— start —

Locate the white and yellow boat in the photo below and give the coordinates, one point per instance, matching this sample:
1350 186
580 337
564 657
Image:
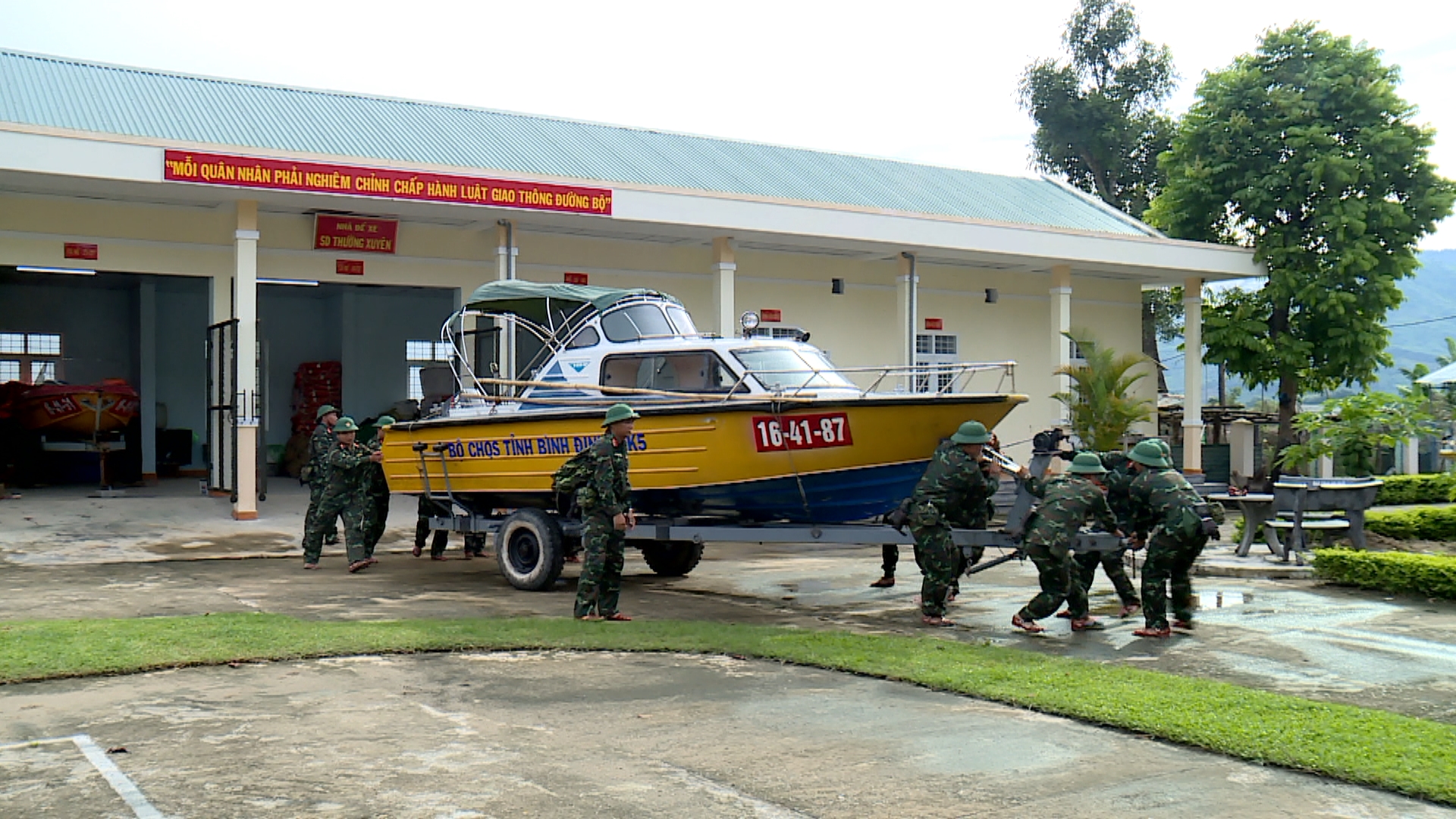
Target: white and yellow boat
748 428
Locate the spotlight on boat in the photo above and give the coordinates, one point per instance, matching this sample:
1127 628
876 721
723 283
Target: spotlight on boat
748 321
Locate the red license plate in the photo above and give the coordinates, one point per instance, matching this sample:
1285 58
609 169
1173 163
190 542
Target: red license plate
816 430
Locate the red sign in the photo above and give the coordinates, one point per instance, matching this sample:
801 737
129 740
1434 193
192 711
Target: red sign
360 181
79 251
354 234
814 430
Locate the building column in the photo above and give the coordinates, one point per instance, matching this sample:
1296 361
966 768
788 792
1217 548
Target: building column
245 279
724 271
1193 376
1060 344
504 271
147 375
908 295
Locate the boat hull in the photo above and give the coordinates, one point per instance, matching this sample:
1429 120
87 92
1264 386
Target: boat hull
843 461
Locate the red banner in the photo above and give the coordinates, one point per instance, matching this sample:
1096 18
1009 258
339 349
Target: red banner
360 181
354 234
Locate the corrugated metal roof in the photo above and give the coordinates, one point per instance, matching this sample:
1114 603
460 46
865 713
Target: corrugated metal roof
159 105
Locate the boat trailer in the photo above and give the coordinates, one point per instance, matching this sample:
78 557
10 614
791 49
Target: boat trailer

— end —

Rewrite everything from the line containing "Locate the boat trailer" down to the end of the listing, changing "boat trailer" to "tow hitch" and keeping everything else the same.

Locate the tow hitch in the photo above and give the coordinates, one point per instance, matching this sample:
78 557
10 614
791 49
Target: tow hitch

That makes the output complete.